◆ TRY IT:
Return every line of the listing that includes the string "range".

★ ★ ★ ★ ★

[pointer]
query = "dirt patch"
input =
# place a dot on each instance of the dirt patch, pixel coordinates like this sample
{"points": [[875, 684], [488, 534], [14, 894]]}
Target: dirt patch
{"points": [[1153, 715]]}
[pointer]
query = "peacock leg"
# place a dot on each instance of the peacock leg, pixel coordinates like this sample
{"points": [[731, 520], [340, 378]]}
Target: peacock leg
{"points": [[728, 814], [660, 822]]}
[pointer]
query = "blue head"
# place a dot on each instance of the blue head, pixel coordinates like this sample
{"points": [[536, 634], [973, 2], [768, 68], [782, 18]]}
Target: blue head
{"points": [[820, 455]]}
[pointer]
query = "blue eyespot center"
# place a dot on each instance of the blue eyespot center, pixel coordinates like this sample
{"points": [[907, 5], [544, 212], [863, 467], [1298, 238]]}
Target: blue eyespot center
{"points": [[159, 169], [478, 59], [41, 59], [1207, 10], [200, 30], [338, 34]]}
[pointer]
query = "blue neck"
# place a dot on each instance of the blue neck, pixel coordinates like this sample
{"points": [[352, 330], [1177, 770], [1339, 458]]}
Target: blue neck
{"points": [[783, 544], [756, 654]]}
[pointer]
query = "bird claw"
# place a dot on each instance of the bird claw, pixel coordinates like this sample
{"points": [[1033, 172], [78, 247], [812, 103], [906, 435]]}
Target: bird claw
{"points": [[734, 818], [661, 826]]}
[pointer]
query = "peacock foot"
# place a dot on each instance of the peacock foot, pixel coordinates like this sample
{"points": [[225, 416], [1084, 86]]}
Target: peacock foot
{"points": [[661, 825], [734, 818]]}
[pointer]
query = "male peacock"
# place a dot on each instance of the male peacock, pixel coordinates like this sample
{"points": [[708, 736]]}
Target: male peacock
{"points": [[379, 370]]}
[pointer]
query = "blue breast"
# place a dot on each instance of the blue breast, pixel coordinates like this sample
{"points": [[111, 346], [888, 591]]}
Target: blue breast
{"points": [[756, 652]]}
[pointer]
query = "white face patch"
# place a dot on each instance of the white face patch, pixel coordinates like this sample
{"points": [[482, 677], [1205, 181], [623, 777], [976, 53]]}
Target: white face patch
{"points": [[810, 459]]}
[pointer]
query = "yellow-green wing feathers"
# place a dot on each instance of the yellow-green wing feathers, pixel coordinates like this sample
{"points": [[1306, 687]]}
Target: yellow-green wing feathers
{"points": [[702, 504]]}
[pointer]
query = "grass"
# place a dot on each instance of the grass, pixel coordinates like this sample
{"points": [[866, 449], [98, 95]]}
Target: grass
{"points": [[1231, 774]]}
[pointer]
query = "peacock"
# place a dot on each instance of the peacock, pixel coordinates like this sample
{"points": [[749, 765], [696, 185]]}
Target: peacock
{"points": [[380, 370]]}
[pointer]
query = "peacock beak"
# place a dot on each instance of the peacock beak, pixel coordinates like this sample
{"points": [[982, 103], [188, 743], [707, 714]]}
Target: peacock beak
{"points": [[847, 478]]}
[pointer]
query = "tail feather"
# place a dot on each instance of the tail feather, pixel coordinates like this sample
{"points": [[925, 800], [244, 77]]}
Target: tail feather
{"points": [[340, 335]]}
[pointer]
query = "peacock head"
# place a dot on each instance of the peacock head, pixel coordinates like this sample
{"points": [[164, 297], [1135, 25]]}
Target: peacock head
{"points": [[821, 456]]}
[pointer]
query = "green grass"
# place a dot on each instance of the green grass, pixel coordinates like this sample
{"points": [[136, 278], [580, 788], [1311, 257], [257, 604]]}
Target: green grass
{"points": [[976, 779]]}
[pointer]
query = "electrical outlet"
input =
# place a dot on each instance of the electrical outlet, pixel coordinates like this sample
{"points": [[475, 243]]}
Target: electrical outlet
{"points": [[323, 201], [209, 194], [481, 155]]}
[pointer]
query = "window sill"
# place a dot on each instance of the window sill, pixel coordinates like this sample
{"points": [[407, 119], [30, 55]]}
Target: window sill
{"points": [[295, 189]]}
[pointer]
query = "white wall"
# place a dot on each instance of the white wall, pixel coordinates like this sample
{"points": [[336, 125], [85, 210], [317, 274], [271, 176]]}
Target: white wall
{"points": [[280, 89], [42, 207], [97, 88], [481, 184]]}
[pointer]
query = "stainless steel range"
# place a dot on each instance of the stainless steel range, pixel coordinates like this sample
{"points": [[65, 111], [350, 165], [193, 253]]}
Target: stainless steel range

★ ★ ★ ★ ★

◆ SOLVED PROBLEM:
query = "stainless steel range"
# place a dot on each instance of the stainless steel range, pixel coordinates like this sample
Target: stainless steel range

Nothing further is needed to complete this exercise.